** START **
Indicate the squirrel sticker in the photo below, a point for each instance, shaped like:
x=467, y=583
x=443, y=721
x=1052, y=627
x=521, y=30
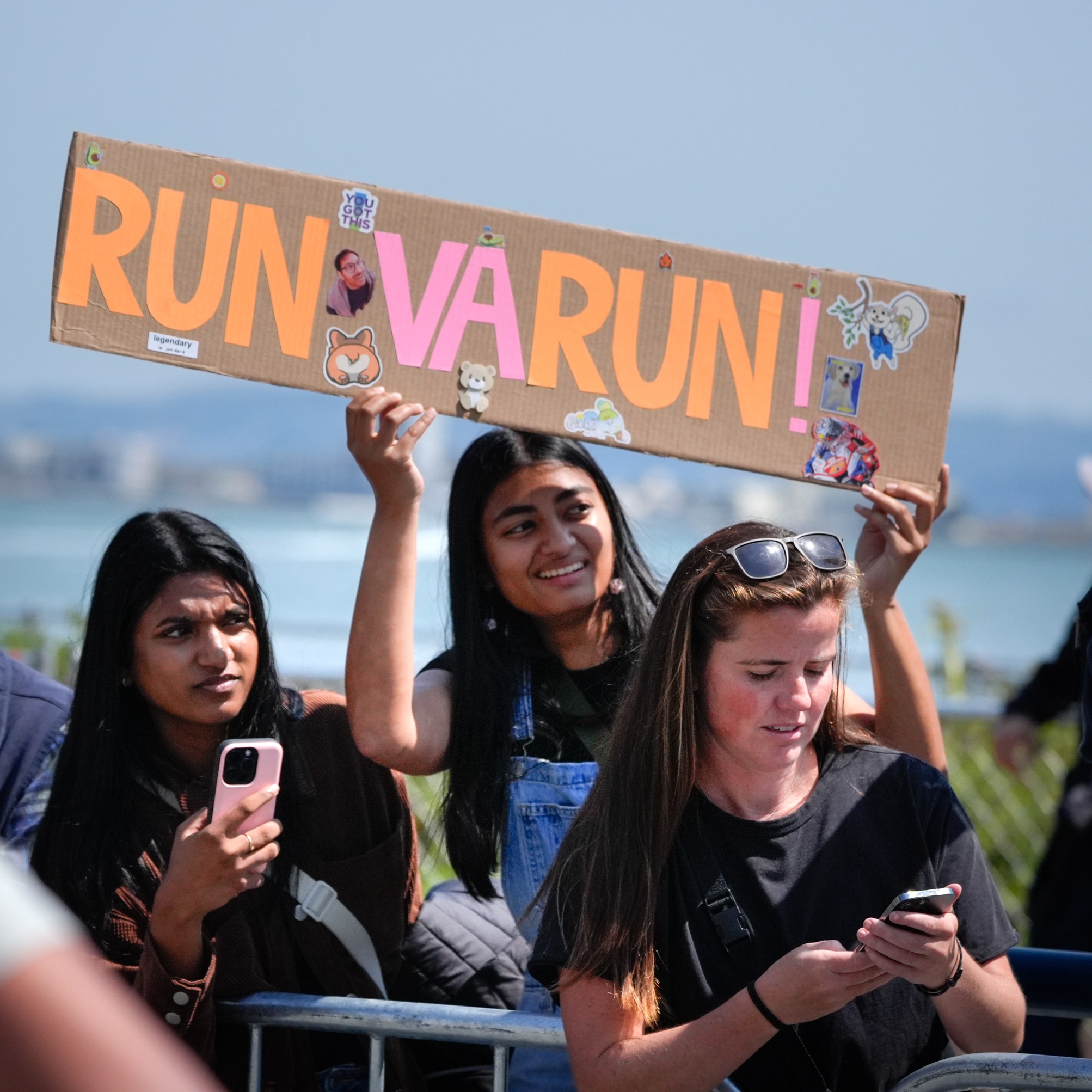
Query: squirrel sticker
x=352, y=359
x=475, y=382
** END **
Rewrite the records above with "squirrel sticker" changed to "fox sticker" everywhere and nothing else altered, leaving out the pictures.

Indicate the fox sticker in the photo below, a point for each instance, shaped like:
x=467, y=583
x=443, y=721
x=1052, y=627
x=521, y=30
Query: fox sticker
x=352, y=359
x=475, y=382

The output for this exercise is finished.